======== Stored rows ========

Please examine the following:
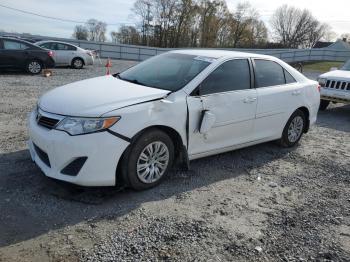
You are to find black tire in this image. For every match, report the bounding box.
[26,60,43,75]
[279,110,306,147]
[120,129,174,190]
[320,99,330,111]
[71,57,84,69]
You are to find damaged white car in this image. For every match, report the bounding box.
[318,60,350,110]
[28,50,320,190]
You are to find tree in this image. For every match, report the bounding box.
[271,5,328,48]
[340,33,350,42]
[73,25,89,40]
[127,0,267,48]
[86,19,107,42]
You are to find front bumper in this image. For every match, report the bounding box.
[28,112,129,186]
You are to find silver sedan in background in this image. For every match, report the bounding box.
[35,40,94,69]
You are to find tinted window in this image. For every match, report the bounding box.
[284,70,296,84]
[40,43,51,49]
[119,53,213,91]
[52,43,76,51]
[3,40,29,50]
[199,59,250,95]
[254,60,286,87]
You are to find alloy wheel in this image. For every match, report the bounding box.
[136,141,169,184]
[288,116,304,143]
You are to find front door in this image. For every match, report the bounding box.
[187,59,257,158]
[254,59,302,139]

========

__Requirement__.
Rewrite the lines above, substituting "enclosing rectangle" for each occurrence of "bounding box" and leaving everything else unchanged. Omit the pictures.

__The completed task__.
Please examine the following:
You are to find black tire in this image. For every match, report the enclosing rectangle.
[26,60,43,75]
[279,110,306,147]
[120,129,174,190]
[320,99,330,111]
[71,57,84,69]
You are to find damaged white car in this image. For every match, report the enclosing rectangle.
[318,60,350,110]
[28,50,320,190]
You are to find tree in this image. For every match, report the enclosing rectangle.
[271,5,328,48]
[340,33,350,42]
[73,25,89,40]
[127,0,267,48]
[86,19,107,42]
You are to find front bumper in this image. For every match, report the enclosing rectangle.
[28,112,129,186]
You are to find silver sedan in background in this image. For every match, report the enclosing rectangle.
[35,40,94,69]
You are to find tinted window in this image. For every match, report the enclosing rectangle.
[284,70,296,84]
[40,43,51,49]
[119,53,213,91]
[52,43,76,51]
[3,40,29,50]
[199,59,250,95]
[254,60,286,87]
You are to find alloy wheel in this image. For every match, report the enclosing rectangle.
[136,141,169,184]
[288,116,304,143]
You are to find front door in this image. For every match, report the enclosing rectangle.
[187,59,257,158]
[254,59,302,139]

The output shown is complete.